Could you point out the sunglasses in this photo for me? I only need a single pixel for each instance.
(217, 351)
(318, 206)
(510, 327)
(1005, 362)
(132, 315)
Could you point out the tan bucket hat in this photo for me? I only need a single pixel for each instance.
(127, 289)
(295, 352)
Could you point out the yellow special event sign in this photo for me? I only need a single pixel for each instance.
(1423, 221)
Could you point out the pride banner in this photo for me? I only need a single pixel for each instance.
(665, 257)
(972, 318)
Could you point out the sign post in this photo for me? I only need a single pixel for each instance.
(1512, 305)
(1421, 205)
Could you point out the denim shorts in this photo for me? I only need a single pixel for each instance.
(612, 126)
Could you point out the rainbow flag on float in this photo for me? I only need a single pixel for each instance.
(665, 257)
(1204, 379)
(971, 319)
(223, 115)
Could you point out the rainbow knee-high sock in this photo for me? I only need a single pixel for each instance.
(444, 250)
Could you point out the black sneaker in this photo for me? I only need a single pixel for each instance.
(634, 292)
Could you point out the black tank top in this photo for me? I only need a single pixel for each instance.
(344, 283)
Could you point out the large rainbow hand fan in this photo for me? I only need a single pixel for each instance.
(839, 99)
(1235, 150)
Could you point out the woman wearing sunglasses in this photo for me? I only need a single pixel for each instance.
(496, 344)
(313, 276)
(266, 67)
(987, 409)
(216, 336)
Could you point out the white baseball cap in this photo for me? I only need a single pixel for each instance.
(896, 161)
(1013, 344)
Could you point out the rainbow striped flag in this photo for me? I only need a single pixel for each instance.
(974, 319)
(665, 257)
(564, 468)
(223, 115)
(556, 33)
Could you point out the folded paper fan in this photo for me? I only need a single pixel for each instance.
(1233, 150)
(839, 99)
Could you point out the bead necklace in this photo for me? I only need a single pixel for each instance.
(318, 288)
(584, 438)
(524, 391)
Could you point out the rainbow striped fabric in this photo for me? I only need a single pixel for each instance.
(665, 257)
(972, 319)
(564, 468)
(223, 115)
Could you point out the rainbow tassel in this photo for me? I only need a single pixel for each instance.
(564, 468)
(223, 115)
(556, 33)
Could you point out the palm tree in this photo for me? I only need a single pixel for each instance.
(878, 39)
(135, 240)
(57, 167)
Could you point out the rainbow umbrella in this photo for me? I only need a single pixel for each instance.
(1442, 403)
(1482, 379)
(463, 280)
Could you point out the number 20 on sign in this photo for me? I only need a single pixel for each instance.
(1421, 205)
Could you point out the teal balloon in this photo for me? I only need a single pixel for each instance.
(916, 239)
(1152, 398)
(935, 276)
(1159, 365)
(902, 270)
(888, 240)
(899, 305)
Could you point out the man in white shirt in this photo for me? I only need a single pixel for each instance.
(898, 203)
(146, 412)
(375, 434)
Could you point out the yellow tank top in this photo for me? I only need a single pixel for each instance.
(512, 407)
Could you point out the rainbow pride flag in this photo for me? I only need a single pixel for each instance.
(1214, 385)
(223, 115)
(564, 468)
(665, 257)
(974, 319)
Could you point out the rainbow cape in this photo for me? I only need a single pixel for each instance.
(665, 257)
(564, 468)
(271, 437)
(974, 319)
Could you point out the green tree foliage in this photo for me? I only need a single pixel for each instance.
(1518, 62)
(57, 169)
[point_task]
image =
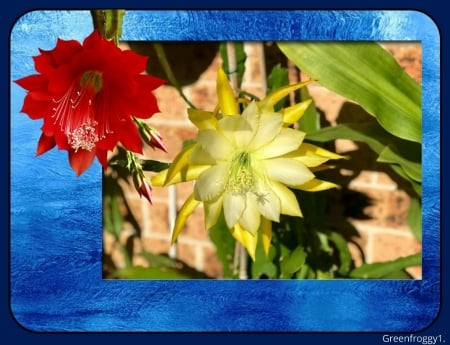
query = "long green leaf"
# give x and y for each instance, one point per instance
(367, 74)
(381, 269)
(392, 150)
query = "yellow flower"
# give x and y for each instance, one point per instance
(245, 165)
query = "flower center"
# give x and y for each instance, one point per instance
(92, 80)
(75, 113)
(241, 179)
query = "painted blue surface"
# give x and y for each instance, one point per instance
(56, 230)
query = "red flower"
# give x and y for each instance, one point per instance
(87, 94)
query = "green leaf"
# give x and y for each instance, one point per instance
(293, 262)
(310, 121)
(407, 155)
(277, 78)
(241, 57)
(415, 218)
(225, 243)
(367, 74)
(412, 169)
(345, 256)
(138, 272)
(152, 165)
(382, 269)
(263, 264)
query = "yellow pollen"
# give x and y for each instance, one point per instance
(84, 137)
(241, 179)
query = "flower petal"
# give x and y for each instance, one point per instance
(179, 163)
(199, 156)
(212, 212)
(227, 101)
(185, 211)
(266, 234)
(233, 207)
(287, 171)
(81, 160)
(211, 183)
(309, 148)
(316, 185)
(251, 217)
(293, 113)
(286, 141)
(288, 201)
(202, 119)
(268, 127)
(215, 144)
(236, 129)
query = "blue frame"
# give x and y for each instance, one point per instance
(56, 227)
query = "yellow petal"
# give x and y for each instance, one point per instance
(320, 151)
(246, 239)
(292, 114)
(266, 234)
(216, 145)
(202, 119)
(250, 218)
(227, 101)
(186, 210)
(212, 212)
(267, 104)
(316, 185)
(159, 178)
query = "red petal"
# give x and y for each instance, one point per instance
(134, 62)
(33, 82)
(149, 82)
(65, 50)
(146, 190)
(143, 106)
(81, 160)
(35, 109)
(102, 157)
(45, 143)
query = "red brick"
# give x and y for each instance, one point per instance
(390, 247)
(213, 266)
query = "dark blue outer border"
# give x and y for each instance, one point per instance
(55, 228)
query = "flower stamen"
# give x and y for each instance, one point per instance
(241, 179)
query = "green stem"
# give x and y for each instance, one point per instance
(168, 70)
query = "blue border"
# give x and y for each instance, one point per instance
(55, 235)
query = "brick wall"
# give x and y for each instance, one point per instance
(383, 230)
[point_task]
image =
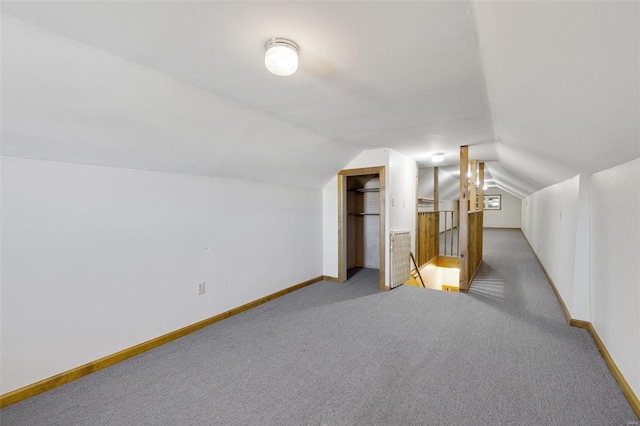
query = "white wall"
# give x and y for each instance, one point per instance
(401, 181)
(509, 216)
(402, 195)
(615, 260)
(97, 259)
(591, 252)
(549, 222)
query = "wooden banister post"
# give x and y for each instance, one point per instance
(463, 220)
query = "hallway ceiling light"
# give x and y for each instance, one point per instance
(281, 57)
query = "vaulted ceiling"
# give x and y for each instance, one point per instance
(541, 91)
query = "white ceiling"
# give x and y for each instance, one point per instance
(541, 90)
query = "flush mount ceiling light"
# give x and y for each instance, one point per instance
(281, 57)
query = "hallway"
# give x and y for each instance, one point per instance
(348, 354)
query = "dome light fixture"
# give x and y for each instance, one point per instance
(281, 57)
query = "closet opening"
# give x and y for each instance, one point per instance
(361, 222)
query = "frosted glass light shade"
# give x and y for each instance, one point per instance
(281, 57)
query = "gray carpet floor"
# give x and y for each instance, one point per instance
(348, 354)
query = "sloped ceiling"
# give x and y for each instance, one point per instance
(541, 91)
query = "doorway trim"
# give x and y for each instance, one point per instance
(342, 220)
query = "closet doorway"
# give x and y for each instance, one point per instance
(361, 221)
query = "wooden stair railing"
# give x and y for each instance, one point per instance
(417, 271)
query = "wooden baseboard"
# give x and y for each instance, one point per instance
(330, 278)
(586, 325)
(565, 311)
(109, 360)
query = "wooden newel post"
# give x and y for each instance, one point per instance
(463, 225)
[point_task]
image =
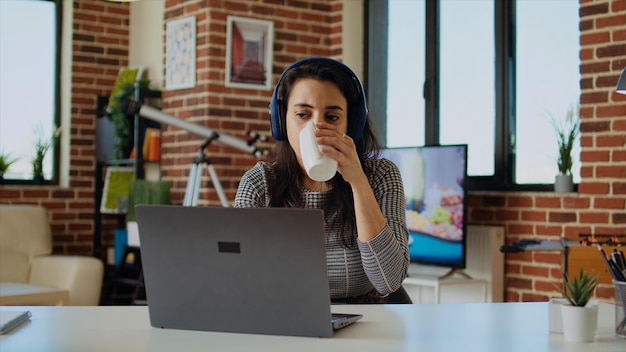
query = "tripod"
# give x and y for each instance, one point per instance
(192, 191)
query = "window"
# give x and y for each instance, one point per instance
(29, 66)
(490, 74)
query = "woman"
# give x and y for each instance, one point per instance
(365, 229)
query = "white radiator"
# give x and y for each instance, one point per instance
(484, 259)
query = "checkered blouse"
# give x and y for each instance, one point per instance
(380, 263)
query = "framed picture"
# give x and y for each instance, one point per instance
(249, 49)
(180, 53)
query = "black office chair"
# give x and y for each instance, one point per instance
(399, 297)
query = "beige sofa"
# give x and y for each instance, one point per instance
(27, 265)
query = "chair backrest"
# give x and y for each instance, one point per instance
(24, 234)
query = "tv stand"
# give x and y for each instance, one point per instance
(420, 277)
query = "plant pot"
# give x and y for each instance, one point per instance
(580, 323)
(563, 183)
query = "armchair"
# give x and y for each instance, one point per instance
(27, 262)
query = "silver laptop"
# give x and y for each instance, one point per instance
(243, 270)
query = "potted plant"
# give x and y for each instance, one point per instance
(580, 316)
(5, 161)
(566, 133)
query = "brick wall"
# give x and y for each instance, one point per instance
(100, 47)
(301, 28)
(599, 205)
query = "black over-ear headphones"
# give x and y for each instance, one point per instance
(278, 116)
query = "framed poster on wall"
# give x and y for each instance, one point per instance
(249, 46)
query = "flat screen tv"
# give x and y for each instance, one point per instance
(434, 186)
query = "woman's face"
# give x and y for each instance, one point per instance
(314, 100)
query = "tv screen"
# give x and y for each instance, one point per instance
(434, 186)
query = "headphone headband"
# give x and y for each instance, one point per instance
(278, 116)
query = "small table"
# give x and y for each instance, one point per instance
(14, 294)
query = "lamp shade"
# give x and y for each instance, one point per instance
(621, 83)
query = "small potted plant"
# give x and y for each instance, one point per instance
(580, 316)
(566, 133)
(123, 124)
(5, 161)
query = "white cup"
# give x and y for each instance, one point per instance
(319, 167)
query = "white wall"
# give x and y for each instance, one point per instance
(353, 35)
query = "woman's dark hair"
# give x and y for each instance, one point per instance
(287, 187)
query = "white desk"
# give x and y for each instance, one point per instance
(413, 285)
(480, 327)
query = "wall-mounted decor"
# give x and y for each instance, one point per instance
(180, 53)
(249, 53)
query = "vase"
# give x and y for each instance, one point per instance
(579, 323)
(563, 183)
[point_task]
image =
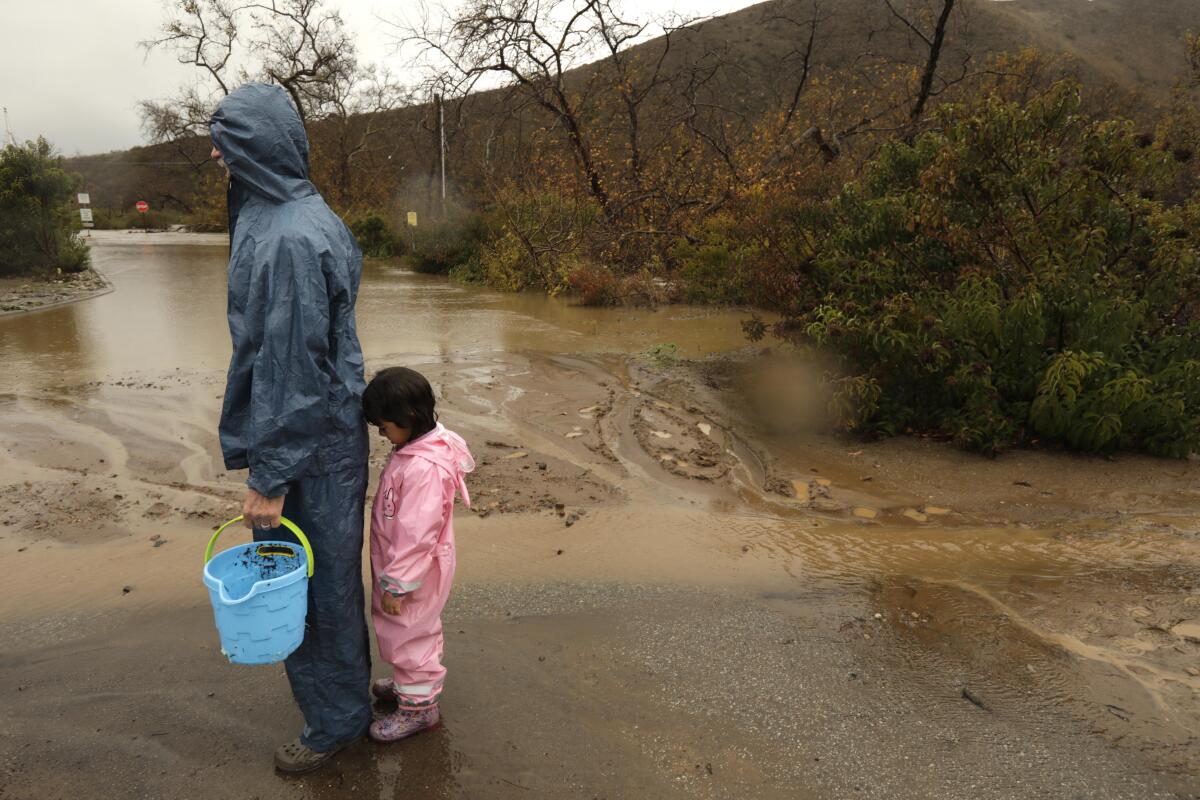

****************

> [INSTRUCTIONS FOR THE TASK]: Search the material above for the word "closet", then copy each line that holds it.

> [REPLY TO THE TASK]:
query = "closet opening"
query = "closet doorway"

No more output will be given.